(Referring expression data)

::::::::::

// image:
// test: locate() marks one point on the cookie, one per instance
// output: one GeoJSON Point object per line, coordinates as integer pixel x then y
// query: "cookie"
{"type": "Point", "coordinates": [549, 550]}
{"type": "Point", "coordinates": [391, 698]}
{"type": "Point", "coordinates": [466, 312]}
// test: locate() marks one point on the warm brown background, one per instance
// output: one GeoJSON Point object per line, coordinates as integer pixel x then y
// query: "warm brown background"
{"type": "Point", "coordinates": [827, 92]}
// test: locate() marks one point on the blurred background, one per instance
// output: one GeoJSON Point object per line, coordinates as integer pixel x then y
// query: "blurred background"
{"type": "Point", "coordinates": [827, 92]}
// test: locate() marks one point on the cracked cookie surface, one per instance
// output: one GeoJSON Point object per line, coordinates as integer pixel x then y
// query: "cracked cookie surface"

::::::::::

• _What to work on_
Only the last part of the records is wanted. Repeat it exactly, beginning at the line containing "blurred background, one per instance" and ending at the final line.

• _Solution for this exercise_
// test: locate() marks one point on the blurred background, one per instance
// output: one GeoJSON Point object per line, coordinates as integer pixel x then y
// query: "blurred background"
{"type": "Point", "coordinates": [827, 92]}
// test: locate() marks one point on the cracked cookie surface, one per instance
// output: one GeoJSON Point object per line, coordinates as integer pixel x then y
// query: "cracked cookie surface"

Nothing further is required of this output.